> TASK OBJECTIVE
Reproduce word for word the part of the entries below that opens with the line containing "target: partially submerged tree" and closes with the line containing "173L97 165L98 156L90", with both of those lines included.

(Labeling and segmentation records)
◆ ◆ ◆ ◆

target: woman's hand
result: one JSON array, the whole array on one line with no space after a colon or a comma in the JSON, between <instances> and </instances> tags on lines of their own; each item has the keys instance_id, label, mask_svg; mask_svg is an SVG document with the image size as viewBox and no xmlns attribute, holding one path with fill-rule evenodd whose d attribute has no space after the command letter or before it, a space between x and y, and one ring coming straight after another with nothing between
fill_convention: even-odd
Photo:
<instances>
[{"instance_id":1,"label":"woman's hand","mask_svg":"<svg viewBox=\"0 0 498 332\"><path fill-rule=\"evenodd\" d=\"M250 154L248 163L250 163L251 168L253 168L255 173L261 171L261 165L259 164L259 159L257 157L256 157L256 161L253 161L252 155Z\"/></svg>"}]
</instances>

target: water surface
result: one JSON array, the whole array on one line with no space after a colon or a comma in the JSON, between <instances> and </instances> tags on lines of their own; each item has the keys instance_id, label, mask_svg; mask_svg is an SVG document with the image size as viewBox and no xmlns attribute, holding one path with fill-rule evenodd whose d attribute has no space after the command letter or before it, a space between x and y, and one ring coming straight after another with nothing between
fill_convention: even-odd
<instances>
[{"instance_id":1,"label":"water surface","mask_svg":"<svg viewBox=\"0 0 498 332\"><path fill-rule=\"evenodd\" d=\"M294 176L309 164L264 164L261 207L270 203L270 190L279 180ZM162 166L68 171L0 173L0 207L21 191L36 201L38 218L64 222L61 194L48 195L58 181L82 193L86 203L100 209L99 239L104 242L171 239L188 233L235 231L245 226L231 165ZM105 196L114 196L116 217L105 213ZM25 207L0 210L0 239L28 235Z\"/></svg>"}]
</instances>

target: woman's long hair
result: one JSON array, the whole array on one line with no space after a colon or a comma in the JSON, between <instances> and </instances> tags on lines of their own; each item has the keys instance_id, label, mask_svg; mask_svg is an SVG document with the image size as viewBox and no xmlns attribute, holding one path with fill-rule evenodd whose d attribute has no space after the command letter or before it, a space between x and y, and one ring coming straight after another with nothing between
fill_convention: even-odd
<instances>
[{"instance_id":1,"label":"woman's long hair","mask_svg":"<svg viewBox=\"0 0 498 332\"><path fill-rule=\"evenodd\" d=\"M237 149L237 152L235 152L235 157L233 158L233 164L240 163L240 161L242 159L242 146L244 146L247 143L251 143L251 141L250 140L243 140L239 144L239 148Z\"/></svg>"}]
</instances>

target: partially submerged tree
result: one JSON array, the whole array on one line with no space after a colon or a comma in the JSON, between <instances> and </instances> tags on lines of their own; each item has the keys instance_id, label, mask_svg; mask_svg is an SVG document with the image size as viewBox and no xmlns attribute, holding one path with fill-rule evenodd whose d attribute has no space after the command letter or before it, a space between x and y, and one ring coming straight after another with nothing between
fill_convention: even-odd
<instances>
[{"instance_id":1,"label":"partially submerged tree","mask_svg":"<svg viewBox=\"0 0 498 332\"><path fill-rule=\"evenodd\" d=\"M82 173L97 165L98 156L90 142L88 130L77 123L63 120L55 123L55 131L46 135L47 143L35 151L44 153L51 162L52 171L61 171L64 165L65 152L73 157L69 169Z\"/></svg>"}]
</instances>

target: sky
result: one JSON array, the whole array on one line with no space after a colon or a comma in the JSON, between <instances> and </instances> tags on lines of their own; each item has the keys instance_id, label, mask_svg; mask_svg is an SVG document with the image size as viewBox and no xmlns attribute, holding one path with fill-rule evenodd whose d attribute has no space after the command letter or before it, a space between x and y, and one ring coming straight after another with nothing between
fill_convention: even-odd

◆ ◆ ◆ ◆

> ANSWER TO THE EXERCISE
target: partially submerged tree
result: one JSON array, the whole array on one line with no space after a colon or a comma in the JSON, between <instances> and </instances> tags on lines of their own; each item has the keys instance_id, label, mask_svg; mask_svg is an SVG document with the image size as viewBox and no xmlns attribute, holding one path with fill-rule evenodd whose d attribute has no space after the command letter or before it, a space between x and y, and one ring coming straight after another with nothing between
fill_convention: even-odd
<instances>
[{"instance_id":1,"label":"partially submerged tree","mask_svg":"<svg viewBox=\"0 0 498 332\"><path fill-rule=\"evenodd\" d=\"M82 173L97 165L98 156L90 142L88 130L77 123L63 120L55 123L55 131L46 135L47 143L35 151L44 153L51 162L52 171L61 171L64 165L65 152L73 157L69 169Z\"/></svg>"}]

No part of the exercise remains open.